**Short task**: Locate "job: trace every instance of the **white" in the data below, then output the line it is on and all following lines through the last, word for word. Skip any pictures.

**Records shown**:
*-*-*
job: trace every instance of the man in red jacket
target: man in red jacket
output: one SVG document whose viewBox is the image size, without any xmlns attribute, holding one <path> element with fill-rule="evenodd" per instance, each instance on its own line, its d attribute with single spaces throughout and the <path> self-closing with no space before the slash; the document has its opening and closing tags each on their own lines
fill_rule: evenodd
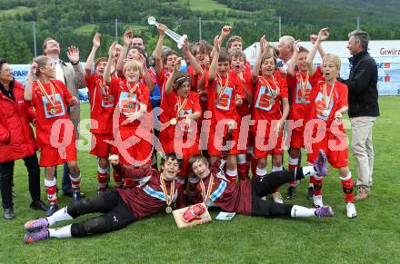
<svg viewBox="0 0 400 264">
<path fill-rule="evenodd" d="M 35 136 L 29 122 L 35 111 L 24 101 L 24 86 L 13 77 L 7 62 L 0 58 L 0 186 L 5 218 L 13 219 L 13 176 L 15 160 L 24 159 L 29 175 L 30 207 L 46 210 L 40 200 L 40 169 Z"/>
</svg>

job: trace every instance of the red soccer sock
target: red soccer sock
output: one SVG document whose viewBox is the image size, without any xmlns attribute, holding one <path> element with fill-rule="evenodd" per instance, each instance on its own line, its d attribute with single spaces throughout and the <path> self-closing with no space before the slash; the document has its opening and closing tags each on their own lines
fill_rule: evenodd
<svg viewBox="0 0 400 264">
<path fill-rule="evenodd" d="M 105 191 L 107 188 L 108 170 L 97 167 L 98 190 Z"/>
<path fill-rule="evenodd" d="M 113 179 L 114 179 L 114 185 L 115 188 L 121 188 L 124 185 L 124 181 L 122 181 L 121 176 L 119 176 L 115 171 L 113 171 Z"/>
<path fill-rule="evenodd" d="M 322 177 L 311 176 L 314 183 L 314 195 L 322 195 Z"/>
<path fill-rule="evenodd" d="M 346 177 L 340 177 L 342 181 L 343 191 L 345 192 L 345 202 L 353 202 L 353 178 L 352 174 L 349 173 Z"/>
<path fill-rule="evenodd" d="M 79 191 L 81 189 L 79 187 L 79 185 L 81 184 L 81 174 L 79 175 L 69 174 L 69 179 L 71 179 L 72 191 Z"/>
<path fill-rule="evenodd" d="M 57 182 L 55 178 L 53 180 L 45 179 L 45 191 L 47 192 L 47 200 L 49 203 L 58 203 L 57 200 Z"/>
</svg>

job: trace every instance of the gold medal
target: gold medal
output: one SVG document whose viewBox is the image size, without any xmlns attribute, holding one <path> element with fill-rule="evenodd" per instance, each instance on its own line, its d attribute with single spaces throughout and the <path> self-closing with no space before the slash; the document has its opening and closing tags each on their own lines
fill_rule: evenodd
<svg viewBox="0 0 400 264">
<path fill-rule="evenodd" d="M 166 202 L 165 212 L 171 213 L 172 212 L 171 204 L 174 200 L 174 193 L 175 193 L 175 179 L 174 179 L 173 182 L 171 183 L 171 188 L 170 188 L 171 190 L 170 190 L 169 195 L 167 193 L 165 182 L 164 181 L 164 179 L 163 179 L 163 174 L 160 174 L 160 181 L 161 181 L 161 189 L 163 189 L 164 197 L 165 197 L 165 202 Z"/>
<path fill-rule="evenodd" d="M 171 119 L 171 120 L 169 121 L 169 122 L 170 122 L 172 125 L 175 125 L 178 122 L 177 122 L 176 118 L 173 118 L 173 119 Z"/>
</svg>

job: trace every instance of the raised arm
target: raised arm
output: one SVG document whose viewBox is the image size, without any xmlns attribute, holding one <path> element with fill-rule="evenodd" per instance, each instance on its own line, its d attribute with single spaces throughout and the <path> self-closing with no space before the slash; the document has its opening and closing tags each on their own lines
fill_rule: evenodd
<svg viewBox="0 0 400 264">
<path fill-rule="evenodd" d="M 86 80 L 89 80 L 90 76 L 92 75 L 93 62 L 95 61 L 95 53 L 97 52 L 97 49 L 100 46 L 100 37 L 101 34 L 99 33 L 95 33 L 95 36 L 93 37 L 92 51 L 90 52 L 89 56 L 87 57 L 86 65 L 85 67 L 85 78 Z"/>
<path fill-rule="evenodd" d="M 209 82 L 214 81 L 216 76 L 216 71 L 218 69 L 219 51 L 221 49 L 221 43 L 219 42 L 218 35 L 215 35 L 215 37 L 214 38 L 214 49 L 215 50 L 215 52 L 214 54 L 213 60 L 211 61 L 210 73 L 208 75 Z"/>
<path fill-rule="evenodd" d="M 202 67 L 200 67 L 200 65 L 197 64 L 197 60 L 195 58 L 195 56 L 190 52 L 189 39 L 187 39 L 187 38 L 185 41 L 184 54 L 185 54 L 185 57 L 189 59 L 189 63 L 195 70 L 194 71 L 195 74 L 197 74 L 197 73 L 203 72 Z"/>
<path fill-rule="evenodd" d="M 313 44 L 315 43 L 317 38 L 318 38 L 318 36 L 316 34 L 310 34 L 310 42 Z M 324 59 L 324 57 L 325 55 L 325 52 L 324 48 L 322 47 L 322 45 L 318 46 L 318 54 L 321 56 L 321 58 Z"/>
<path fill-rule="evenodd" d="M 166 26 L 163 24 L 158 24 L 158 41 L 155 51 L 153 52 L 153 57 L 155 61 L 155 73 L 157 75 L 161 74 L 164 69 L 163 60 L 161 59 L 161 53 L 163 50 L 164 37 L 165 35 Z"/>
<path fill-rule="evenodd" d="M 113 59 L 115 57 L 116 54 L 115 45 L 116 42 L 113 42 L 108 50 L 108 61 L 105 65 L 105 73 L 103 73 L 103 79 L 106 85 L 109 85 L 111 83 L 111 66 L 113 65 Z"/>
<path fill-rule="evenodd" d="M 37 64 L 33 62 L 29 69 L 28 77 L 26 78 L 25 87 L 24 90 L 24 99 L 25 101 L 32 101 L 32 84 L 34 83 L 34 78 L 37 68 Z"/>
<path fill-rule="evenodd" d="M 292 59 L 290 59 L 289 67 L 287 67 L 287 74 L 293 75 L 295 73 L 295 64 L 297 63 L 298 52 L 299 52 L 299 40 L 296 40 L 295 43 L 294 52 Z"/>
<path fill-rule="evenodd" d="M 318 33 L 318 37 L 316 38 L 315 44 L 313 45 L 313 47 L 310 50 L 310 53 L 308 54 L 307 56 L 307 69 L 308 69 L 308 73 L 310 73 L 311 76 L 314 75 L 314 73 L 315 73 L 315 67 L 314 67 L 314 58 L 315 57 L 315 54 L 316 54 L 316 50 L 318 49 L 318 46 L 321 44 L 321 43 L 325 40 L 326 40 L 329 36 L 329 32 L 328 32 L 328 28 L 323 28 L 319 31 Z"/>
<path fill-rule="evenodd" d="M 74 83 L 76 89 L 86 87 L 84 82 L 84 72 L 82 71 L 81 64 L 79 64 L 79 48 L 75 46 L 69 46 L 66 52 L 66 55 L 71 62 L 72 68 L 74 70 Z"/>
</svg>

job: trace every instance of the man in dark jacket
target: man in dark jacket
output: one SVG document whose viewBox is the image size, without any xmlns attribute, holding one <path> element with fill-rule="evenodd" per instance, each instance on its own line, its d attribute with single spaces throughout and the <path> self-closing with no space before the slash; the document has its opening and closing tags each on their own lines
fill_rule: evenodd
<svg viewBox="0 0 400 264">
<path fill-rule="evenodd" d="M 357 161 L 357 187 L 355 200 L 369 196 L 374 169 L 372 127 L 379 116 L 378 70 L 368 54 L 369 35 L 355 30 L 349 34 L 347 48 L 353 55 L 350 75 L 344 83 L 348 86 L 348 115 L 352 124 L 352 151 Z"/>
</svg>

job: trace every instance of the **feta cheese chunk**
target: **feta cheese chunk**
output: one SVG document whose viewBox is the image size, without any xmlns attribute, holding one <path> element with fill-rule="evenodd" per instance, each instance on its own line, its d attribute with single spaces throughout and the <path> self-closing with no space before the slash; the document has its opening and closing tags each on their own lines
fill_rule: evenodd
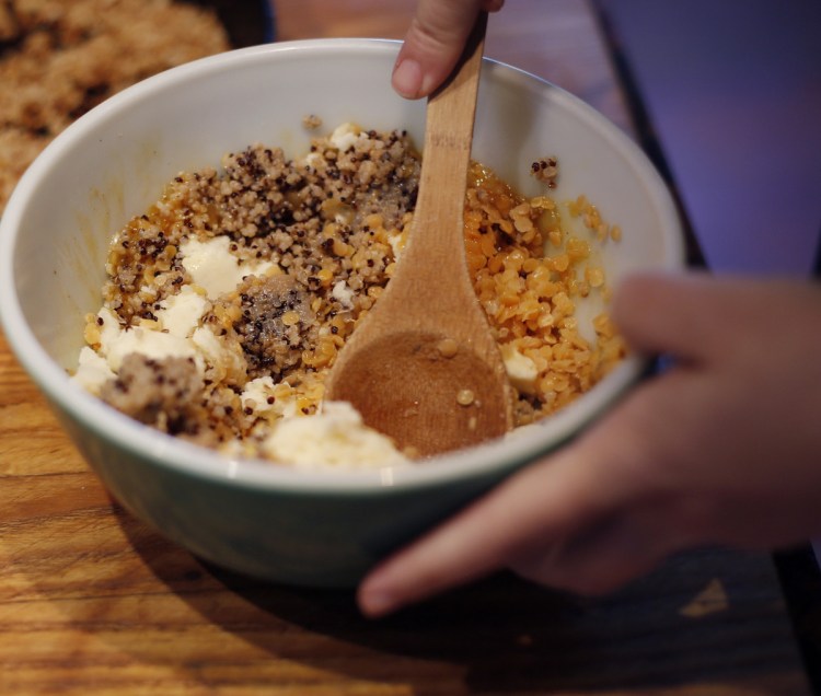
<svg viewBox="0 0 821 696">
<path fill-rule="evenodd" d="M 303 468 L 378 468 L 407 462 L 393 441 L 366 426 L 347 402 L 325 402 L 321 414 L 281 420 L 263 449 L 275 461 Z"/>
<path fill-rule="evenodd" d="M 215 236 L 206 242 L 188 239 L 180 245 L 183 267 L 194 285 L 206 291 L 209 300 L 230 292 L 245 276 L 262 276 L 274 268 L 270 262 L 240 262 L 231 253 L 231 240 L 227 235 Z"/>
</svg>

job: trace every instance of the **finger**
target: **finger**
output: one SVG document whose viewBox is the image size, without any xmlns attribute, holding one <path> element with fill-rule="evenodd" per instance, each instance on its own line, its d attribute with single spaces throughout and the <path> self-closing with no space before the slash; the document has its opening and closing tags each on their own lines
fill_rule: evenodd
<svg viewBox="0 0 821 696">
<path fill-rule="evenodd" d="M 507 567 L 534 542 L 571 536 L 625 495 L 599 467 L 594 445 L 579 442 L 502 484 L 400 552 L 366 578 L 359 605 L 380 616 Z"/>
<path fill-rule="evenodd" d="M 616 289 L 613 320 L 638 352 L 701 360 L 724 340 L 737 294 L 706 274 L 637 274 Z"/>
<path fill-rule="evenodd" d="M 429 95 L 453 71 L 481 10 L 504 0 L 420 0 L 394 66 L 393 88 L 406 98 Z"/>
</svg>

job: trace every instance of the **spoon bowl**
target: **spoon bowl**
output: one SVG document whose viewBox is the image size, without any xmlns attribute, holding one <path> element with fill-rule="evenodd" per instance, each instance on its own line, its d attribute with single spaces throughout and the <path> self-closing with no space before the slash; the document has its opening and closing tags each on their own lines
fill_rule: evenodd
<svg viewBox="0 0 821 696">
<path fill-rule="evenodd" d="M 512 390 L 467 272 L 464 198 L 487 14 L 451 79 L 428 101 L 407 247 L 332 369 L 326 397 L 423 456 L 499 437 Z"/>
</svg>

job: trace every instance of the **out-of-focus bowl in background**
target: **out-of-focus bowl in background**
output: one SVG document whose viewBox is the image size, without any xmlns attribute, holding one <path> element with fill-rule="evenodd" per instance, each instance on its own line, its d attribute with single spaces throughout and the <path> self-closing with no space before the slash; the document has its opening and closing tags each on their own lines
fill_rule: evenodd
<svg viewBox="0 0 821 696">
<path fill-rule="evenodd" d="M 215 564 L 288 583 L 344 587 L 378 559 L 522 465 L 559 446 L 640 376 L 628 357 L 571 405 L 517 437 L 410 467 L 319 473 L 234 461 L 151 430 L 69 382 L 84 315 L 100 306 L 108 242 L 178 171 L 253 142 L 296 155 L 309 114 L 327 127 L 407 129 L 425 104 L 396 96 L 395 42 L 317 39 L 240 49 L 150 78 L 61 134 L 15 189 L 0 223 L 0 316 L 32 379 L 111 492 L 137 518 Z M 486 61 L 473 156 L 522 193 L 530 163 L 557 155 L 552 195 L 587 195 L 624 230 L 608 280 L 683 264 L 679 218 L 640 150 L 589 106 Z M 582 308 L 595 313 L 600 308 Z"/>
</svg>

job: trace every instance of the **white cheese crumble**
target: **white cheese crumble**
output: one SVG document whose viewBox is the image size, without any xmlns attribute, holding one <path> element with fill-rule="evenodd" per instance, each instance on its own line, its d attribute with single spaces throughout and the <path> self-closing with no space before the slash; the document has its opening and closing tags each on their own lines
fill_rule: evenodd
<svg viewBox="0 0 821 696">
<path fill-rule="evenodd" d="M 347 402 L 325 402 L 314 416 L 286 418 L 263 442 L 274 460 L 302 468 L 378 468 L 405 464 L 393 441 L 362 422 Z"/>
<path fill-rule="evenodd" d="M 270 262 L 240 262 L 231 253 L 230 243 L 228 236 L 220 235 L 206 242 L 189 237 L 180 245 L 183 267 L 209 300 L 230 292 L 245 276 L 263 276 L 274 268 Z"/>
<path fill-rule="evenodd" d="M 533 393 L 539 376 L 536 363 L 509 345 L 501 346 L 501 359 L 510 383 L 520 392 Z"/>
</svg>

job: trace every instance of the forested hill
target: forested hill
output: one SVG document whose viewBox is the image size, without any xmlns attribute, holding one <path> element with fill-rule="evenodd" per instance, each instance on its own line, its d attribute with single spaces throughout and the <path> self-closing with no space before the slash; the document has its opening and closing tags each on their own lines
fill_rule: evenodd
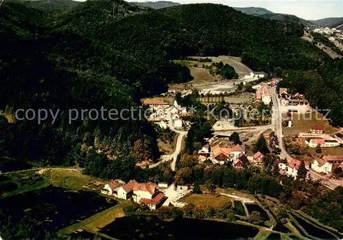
*-*-*
**Completed exercise**:
job: trace every instance of the **white cheese crumble**
target: **white cheese crumble**
output: one SVG document whose viewBox is the image size, without any xmlns attribute, holding one <path> element with fill-rule="evenodd" per instance, each instance on its own line, its d attribute with single spaces throughout and the <path> self-closing with no space before the slash; the document has its opening and closing tags each on their own lines
fill_rule: evenodd
<svg viewBox="0 0 821 696">
<path fill-rule="evenodd" d="M 347 402 L 325 402 L 314 416 L 286 418 L 263 442 L 274 460 L 302 468 L 378 468 L 405 464 L 393 441 L 362 422 Z"/>
<path fill-rule="evenodd" d="M 270 262 L 240 262 L 231 253 L 230 243 L 228 236 L 220 235 L 206 242 L 189 237 L 180 245 L 183 267 L 209 300 L 230 292 L 245 276 L 263 276 L 274 268 Z"/>
<path fill-rule="evenodd" d="M 533 393 L 539 376 L 536 363 L 509 345 L 501 346 L 501 359 L 510 383 L 520 392 Z"/>
</svg>

job: trace every instance of the forested hill
target: forested hill
output: one SVG document whose viewBox is the image size, without any xmlns attribute, holding one <path> element with fill-rule="evenodd" per instance, each instance on its own line, its d attribute with single spaces throughout and the <path> self-closing with no space before the slash; the document has its opening and closing tags each on their own lines
fill_rule: evenodd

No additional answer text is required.